Ballinderry Shamrocks GAC
- Founded:: 1926
- County:: Derry
- Nickname:: Shamrocks
- Colours:: White and Blue
- Grounds:: Shamrock Park (Páirc na Seamróga)
- Coordinates:: 54°39′30.51″N 6°33′32.02″W﻿ / ﻿54.6584750°N 6.5588944°W

Playing kits
| Home Kit | Change Kit |

Senior Club Championships
|  | All Ireland | Ulster champions | Derry champions |
| Football: | 1 | 3 | 13 |

= Ballinderry Shamrocks GAC =

Derry-based Gaelic games club

Ballinderry Shamrocks GAC ( Baile an Doire na Seamróga CLG) is a Gaelic Athletic Association club based in Ballinderry, County Londonderry, Northern Ireland. The club is a member of the Derry GAA and caters for gaelic football and camogie.

The club's biggest success was winning the 2002 All-Ireland Senior Club Football Championship. They have won the Ulster Senior Club Football Championship three times and won the Derry Senior Football Championship on 11 occasions.

== History ==

=== Gaelic football ===
Records show that by 1896 Gaelic football and the Gaelic League were organised in Ballinderry. In 1915 Ballinderry competed in what was then known as the Killybearn League. Other teams competing were Moneymore, Mullinahoe (part of Ardboe), Drumaney (part of Ardboe), Drummullan, Killybearn and Stewartstown. Up to 1919 Bellagherty (Baile Uí Facharthaigh), a townland of Ballinderry had their own team.

_Data records_
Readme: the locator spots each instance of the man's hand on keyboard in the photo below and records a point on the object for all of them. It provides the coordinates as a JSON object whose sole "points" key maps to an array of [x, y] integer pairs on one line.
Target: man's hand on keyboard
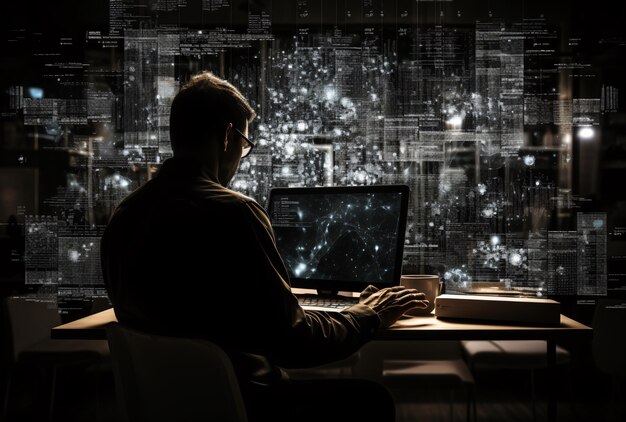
{"points": [[392, 302]]}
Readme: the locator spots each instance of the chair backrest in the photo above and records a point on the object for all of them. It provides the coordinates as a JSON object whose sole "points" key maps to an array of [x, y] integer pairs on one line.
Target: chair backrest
{"points": [[30, 320], [160, 378], [609, 336]]}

_Exercises to complete_
**1.** According to the page on Ballinderry Shamrocks GAC, what league did Ballinderry play in during 1915?
**2.** Using the page on Ballinderry Shamrocks GAC, answer yes or no to each statement and quote the words that decide it: (a) The club caters for hurling. (b) Bellagherty had its own team up to 1919. (c) The club won the All-Ireland Senior Club Football Championship in 2002.

_Exercise responses_
**1.** The Killybearn League.

**2.**
(a) No: "caters for gaelic football and camogie"
(b) Yes: "Up to 1919 Bellagherty (Baile Uí Facharthaigh), a townland of Ballinderry had their own team"
(c) Yes: "winning the 2002 All-Ireland Senior Club Football Championship"